***** Excerpted passage *****
No evidence my fist blow killed the man: Navjot Singh Sidhu on road rage case
There is no conclusive evidence to show that his single fist blow led to the death of a 65-year-old man in a 1988 road rage case, former Punjab Congress chief Navjot Singh Sidhu told the Supreme Court while opposing a plea by the victim’s family to punish him for a more serious offence such as culpable homicide, or even murder, than just causing hurt.
Resisting enhancement of punishment in the 34-year-old fatal road rage case in which the cricketer-turned-politician was let off with a meagre fine of ₹1,000, Sidhu accused the victim’s family of a making a “malicious attempt” to get the 2018 judgment of the top court reopened.
Sidhu, who quit as Punjab Congress chief on March 16 after Congress interim president Sonia Gandhi sacked the party’s chiefs in the five states where it suffered humiliating losses in the recent assembly polls, urged the top court to dismiss the plea. He argued that the only possible conclusion in the given facts of the case was to convict him under Section 323 of the Indian Penal Code (voluntarily causing hurt) that entails a maximum jail term of one year, or with a fine up to ₹1,000, or both.
“There is no conclusive evidence that the injury caused by the accused resulted in the death of the person...As there was no evidence whatsoever that the death was caused by the single blow by the answering respondent (even assuming the incident did take place), this Hon’ble Court rightly concluded that the same would fall under Section 323 IPC,” stated Sidhu’s affidavit filed before the court.
A bench of justices AM Khanwilkar and Sanjay Kishan Kaul will take up the review petition filed by the family members of Gurnam Singh, who died in the road rage incident involving the Congress leader and his friend Rupinder Singh Sandhu, on Monday.
The bench had in September 2018 issued notice to Sidhu on the limited question of revisiting the quantum of punishment awarded to him by the top court in its May 2018 decision that held him guilty under Section 323 of IPC for causing hurt, and directed the payment of a fine of ₹1,000.
*****
** Explore the material **
[1] Retype everything in the article on Sidhu's road rage case from "Resisting enhancement of" down to "to ₹1,000, or both.".
[2] List every person named in the article on Sidhu's road rage case, giving each name as it appears there.
***** Provided records *****
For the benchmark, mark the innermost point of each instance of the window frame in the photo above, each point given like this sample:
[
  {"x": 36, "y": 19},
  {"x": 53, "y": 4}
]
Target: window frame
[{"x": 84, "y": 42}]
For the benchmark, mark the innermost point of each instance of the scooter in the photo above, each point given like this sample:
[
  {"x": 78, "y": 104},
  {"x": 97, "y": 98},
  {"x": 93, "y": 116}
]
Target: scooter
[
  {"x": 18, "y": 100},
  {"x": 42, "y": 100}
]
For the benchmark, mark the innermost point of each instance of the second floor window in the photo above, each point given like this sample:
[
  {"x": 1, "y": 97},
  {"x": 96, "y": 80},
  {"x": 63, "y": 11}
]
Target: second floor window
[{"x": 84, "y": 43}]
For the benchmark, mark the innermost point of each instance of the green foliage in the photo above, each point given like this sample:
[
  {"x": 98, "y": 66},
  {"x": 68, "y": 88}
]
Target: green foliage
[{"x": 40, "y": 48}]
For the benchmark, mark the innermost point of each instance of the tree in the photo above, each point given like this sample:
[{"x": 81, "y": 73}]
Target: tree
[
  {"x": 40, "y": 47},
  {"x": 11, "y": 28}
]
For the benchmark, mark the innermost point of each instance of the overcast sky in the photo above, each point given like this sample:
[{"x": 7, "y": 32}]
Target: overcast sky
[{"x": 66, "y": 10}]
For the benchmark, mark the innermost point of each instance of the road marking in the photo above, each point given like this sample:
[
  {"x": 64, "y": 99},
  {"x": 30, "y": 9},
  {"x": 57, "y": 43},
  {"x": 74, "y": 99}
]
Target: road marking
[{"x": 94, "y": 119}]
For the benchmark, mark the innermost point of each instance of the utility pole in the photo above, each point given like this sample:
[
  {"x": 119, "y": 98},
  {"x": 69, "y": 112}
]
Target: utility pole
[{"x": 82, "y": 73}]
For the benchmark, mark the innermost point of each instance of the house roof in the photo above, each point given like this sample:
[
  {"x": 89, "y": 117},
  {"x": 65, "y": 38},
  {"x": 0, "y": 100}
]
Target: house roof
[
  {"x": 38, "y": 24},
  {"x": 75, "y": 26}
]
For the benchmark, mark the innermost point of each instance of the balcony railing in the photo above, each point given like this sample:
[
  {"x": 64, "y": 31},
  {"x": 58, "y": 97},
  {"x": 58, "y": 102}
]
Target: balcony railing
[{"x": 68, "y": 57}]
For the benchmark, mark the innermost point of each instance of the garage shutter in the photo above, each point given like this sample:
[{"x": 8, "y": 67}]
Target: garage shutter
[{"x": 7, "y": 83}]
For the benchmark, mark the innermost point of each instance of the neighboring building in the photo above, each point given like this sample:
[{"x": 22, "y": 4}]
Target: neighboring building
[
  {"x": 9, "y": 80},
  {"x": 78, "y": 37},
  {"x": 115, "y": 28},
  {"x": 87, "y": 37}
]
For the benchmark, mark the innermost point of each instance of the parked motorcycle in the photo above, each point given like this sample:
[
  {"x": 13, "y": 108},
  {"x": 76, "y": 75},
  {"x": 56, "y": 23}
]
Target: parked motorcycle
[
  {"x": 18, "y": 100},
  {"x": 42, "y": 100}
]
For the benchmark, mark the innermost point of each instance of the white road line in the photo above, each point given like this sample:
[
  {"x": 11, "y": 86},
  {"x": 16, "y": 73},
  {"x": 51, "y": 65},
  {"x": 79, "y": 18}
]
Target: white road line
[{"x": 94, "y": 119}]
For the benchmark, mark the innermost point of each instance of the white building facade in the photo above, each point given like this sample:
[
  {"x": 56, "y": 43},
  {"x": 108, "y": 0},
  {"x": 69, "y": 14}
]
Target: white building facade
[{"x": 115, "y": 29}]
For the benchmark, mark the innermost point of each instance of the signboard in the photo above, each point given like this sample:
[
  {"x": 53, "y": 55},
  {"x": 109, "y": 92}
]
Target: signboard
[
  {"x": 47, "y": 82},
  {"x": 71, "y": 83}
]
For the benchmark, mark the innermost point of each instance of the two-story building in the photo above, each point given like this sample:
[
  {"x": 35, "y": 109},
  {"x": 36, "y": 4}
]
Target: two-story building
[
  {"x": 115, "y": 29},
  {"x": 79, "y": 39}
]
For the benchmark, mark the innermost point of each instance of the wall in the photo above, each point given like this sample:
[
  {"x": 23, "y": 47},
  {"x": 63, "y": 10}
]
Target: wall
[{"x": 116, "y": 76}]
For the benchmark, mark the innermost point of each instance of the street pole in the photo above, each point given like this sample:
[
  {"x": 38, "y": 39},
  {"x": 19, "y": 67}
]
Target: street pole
*****
** Answers to the problems **
[1]
Resisting enhancement of punishment in the 34-year-old fatal road rage case in which the cricketer-turned-politician was let off with a meagre fine of ₹1,000, Sidhu accused the victim’s family of a making a “malicious attempt” to get the 2018 judgment of the top court reopened.
Sidhu, who quit as Punjab Congress chief on March 16 after Congress interim president Sonia Gandhi sacked the party’s chiefs in the five states where it suffered humiliating losses in the recent assembly polls, urged the top court to dismiss the plea. He argued that the only possible conclusion in the given facts of the case was to convict him under Section 323 of the Indian Penal Code (voluntarily causing hurt) that entails a maximum jail term of one year, or with a fine up to ₹1,000, or both.

[2]
Navjot Singh Sidhu
Sonia Gandhi
AM Khanwilkar
Sanjay Kishan Kaul
Gurnam Singh
Rupinder Singh Sandhu